* Exercise directions: A verbatim copy of the records below, pictures omitted, is the task.

=== Section Start ===

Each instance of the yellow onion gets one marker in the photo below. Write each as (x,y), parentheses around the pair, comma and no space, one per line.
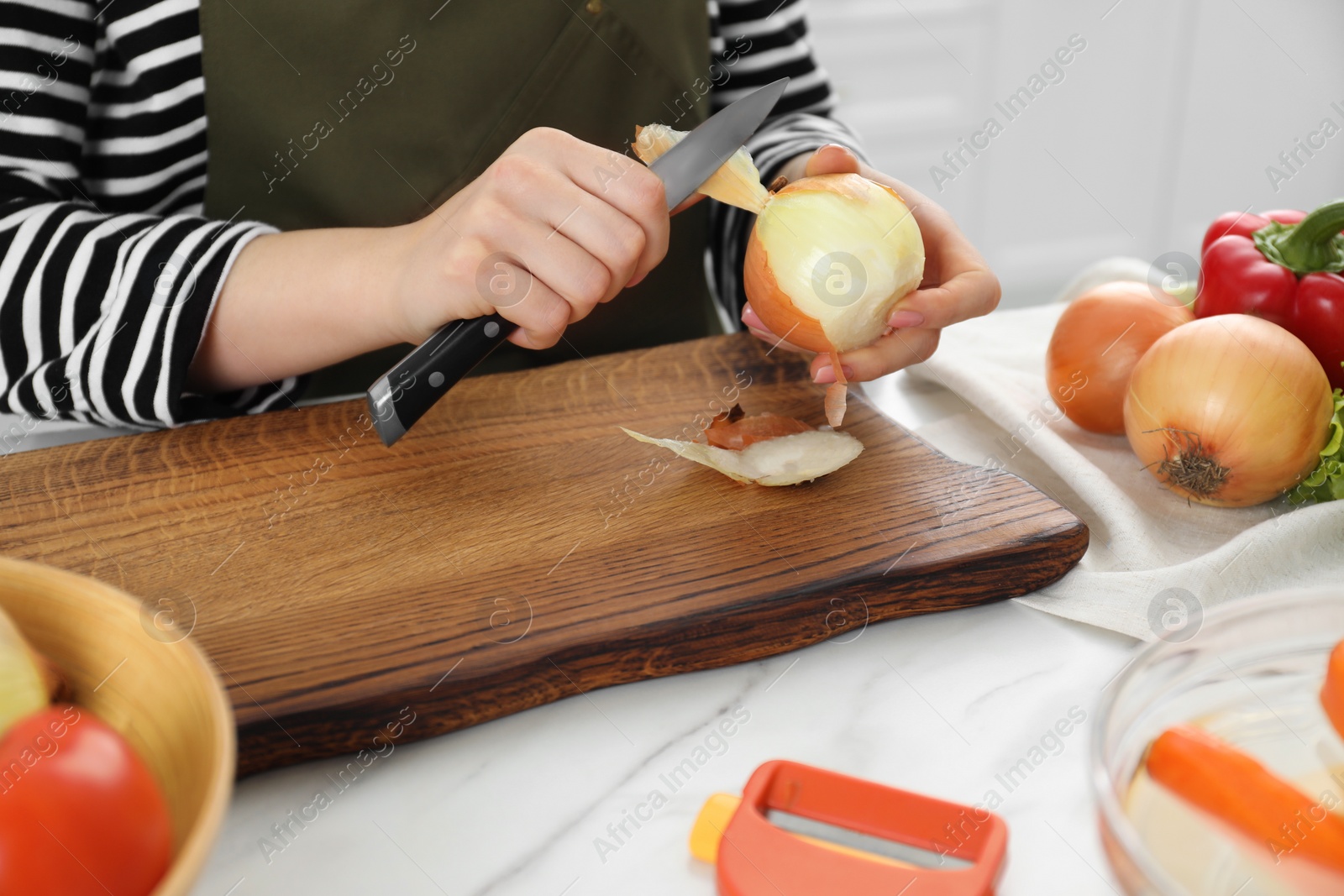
(1229,410)
(1095,348)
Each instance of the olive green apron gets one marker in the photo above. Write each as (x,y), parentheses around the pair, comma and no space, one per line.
(344,113)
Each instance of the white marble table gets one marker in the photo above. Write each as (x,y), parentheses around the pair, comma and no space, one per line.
(944,705)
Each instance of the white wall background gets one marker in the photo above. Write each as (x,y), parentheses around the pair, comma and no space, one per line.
(1167,118)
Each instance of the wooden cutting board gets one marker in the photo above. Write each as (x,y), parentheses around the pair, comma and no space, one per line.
(517,547)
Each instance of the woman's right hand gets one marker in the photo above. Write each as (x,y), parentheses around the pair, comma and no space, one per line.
(581,222)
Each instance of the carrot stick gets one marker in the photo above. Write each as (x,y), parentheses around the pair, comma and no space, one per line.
(1241,792)
(1332,692)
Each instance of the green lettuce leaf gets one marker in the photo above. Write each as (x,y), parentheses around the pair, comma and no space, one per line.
(1327,481)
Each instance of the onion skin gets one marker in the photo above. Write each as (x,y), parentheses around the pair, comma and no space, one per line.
(779,311)
(1242,396)
(1095,345)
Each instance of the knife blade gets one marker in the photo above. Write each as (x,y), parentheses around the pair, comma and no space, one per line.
(403,396)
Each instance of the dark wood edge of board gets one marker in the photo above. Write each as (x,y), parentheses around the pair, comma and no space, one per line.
(725,637)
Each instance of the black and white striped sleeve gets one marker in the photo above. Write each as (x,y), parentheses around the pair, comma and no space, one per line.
(752,43)
(102,307)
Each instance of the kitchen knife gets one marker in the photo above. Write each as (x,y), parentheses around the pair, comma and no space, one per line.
(403,394)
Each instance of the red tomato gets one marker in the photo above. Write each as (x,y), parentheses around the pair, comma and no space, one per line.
(80,812)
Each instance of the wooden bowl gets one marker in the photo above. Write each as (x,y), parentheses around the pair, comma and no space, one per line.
(148,681)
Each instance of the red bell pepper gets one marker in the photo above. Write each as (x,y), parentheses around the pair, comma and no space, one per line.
(1283,266)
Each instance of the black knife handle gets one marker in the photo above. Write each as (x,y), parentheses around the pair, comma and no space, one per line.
(403,394)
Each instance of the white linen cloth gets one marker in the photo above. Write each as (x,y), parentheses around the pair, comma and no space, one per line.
(1147,543)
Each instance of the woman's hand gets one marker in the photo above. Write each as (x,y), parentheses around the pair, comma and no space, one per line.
(958,284)
(553,228)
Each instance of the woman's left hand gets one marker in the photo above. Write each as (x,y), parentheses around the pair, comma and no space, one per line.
(958,284)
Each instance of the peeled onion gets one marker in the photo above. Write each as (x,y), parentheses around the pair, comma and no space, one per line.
(828,259)
(1095,345)
(1229,410)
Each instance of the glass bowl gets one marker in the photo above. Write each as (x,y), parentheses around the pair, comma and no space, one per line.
(1252,674)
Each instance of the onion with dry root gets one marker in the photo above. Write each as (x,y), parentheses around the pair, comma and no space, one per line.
(1229,410)
(765,449)
(1095,345)
(828,257)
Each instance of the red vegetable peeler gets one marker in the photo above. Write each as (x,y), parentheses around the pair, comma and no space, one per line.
(800,831)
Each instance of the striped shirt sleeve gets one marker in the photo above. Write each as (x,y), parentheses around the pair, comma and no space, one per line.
(752,43)
(108,269)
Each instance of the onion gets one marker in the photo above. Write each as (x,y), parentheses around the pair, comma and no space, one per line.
(828,257)
(1229,410)
(1095,348)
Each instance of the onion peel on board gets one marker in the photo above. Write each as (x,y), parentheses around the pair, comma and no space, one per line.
(764,449)
(732,430)
(1332,691)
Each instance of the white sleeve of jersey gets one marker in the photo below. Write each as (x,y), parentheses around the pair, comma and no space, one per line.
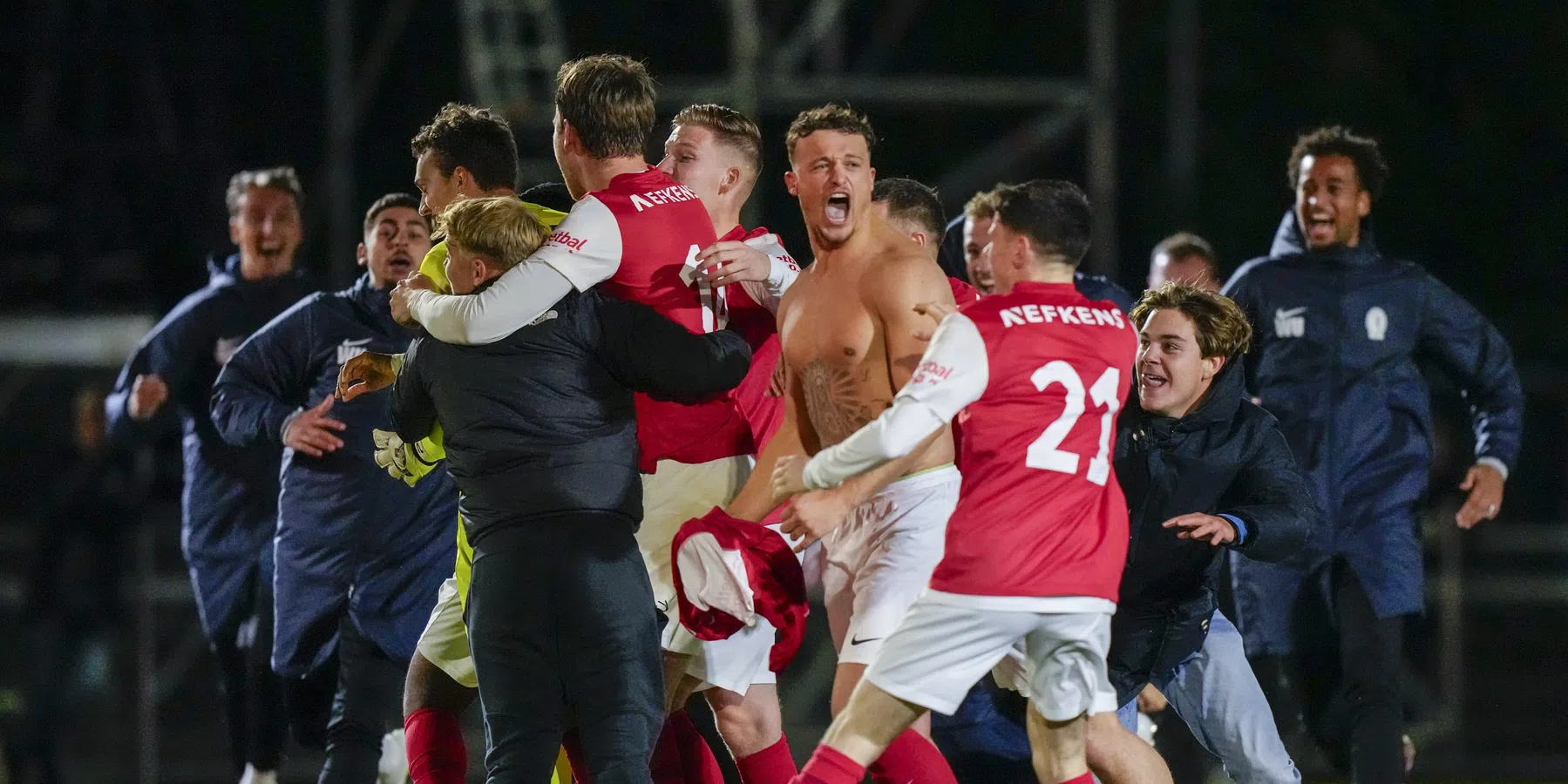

=== Section End ===

* Task solution:
Each instance of the yellow onion gets one marker in the photo below. Write each as (x,y), parentheses around the pair, comma and no space, one per line.
(1229,410)
(1095,348)
Each instance of the olive green apron gets one marker in the photo above. Write each as (x,y), parentheses around the pair, comma and no space, one per line.
(344,113)
Each instance of the white marble table gets one marker in the photo above. Write each as (x,y), parentheses around the pair, comma and no space, one per line.
(944,705)
Each instance of the white wall background gets one marker in the photo above. Write each as (x,y), parentheses around the pair, comma and no space, one per line.
(1167,118)
Each instance of the wooden cutting board gets one marker in the photo above. Write each as (x,y), parentheses around the pair, comma and no space, one per line.
(517,547)
Each instance of the woman's right hand gets one marker in the photo above. Write each as (x,y), parentheses around the pair, comma and no space, one per line.
(581,222)
Each instance of the carrot stick gets one marker in the photo above. Write each as (x,y), parentheses around the pair, comma and no space, one per line.
(1241,792)
(1332,692)
Each instance of the green lettuce leaf gets one marker in the photo above. Write each as (x,y), parentheses around the pair, comma and no space, one per line.
(1327,481)
Each instance of the onion skin gets one marker in the photo above. Write each as (x,y), parentheses around the pair, comma and no space, one per line.
(779,311)
(1242,396)
(1095,345)
Each instance of the knife blade gets one marker in the photo above. Write each as (x,y), parentheses around the pair, comma and no space, one per line.
(403,396)
Each instance of the dark wood edge of board gets one marker in the photo above. Write each as (x,y), parentheses around the pair, comma and no space, one per line.
(725,637)
Each instance of the black and white striped sleeve gets one marker in the photo above. Write each as (x,y), parentheses around the pair, comma and no space, one per line.
(752,43)
(102,307)
Each instance of the kitchen knife gets one marker in the photo above. Write each as (x,y), parentheses around the pair, comma and no space, one per line.
(403,394)
Each instance of the red tomato gets one marker in the photo above. Write each as (x,y), parentheses around the pair, comma and no space, one per line.
(80,812)
Each instance of the wooden bowl gets one marker in the photo above. Write each as (x,y), parentheses around the pair, comma and no space, one per line.
(148,681)
Each instance of the red bell pepper gets one marker in the photo above. Write each as (x,y), parentheses around the pair, comma and no space, one per line.
(1283,266)
Each instance of the black knife handle gets one marker in the photo above. Write each as (x,y), parentheses around the pair, comma and no space, one per line.
(403,394)
Each instance of the white linen cloth gets one marker in the photo above. Write each as (x,y), parentheses around the pair, comma and no space, one per line.
(1147,543)
Each instance of the woman's hand gets one marker in the photo above. Write each as (x,y), parentheses around the pair, comma and no space, one per line.
(958,284)
(553,228)
Each instance of the woman's left hand gets one marker in the photo above. Write each as (x,y), parentheses around the pair, comma and no space, one per line.
(958,284)
Each instance of the peeled onion gets one marker in the photo above. Write each as (x,y), parentheses around the pair, comma and no space, one per line.
(828,259)
(1095,345)
(1229,410)
Each instance of the glass bowl gets one marker in the photo above. Write each as (x,y), parentheses around the pair, comma and no space, one per line.
(1252,674)
Each instance of the onion with dry root gets one marker in the photo above. Write each as (x,y), parentheses around the pair, comma and no space, one per line.
(1229,410)
(765,449)
(1095,345)
(828,257)
Each instance of the red vegetable peeler gets one marker in the photo above. Write each as (x,y), parentheses around the pair, comma and no space, one per line.
(800,831)
Each instance of the striped shirt sleeve gets one marker in the photo above. Write each as (x,y), parentheses around the pair, comma and no space, one per line.
(752,43)
(108,269)
Each instance of the onion gets one marker in the photo above. Write each as (x,y), parentheses around the pair, comma and no space, one per line.
(828,257)
(1229,410)
(1095,348)
Each instance of the onion peel on board gets one marker in the photo above. Write each as (x,y), parentheses around the pair, comma and no space, one per line.
(764,449)
(732,430)
(1332,691)
Each instance of the white sleeve of jersey gets one marker in the photo below. Write each as (x,y), parentheses around the pair, comma and no space, one per line.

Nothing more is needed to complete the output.